Turn the listing into a Markdown table with the columns No. and Line. Start with the line that contains "Could you please point out the green", go through the final line of the listing, number each row, and leave out blank lines.
[START OF Data to use]
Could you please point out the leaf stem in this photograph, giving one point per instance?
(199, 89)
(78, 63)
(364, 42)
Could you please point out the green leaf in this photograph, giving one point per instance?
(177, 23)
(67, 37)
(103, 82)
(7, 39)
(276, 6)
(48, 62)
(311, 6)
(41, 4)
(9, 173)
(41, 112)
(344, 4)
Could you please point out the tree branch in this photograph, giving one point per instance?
[END OF Data to use]
# [Task solution]
| No. | Line |
|---|---|
| 1 | Could you please point out the green leaf in this photograph, giving one point per instance? |
| 2 | (177, 23) |
| 3 | (67, 37) |
| 4 | (103, 82) |
| 5 | (7, 39) |
| 6 | (276, 6) |
| 7 | (48, 62) |
| 8 | (311, 6) |
| 9 | (41, 4) |
| 10 | (9, 173) |
| 11 | (41, 112) |
| 12 | (344, 4) |
| 13 | Could you please point out the tree branch in this photograph, giving one point per instance? |